> [ACTION ITEM]
Scan the entries below and extract each line with the word "return" in it.

[Records from a data collection]
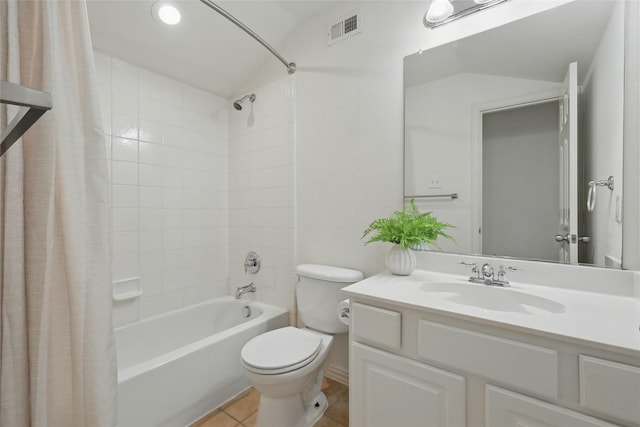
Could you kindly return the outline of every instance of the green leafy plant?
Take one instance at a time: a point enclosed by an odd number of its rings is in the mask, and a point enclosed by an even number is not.
[[[369,224],[361,239],[370,235],[365,244],[390,242],[403,248],[411,248],[426,243],[441,249],[436,243],[438,237],[454,241],[445,231],[448,228],[455,227],[438,221],[431,212],[421,213],[411,200],[404,205],[402,211],[396,211],[388,218],[376,219]]]

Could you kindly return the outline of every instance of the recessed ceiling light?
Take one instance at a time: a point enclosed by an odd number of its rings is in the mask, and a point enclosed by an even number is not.
[[[157,1],[151,8],[153,17],[167,25],[176,25],[182,16],[175,3],[170,1]]]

> [RESPONSE FOR THIS EXERCISE]
Could you kindly return the outline of every instance of the green leafy plant?
Could you kindly return the outline of every instance of the recessed ceiling light?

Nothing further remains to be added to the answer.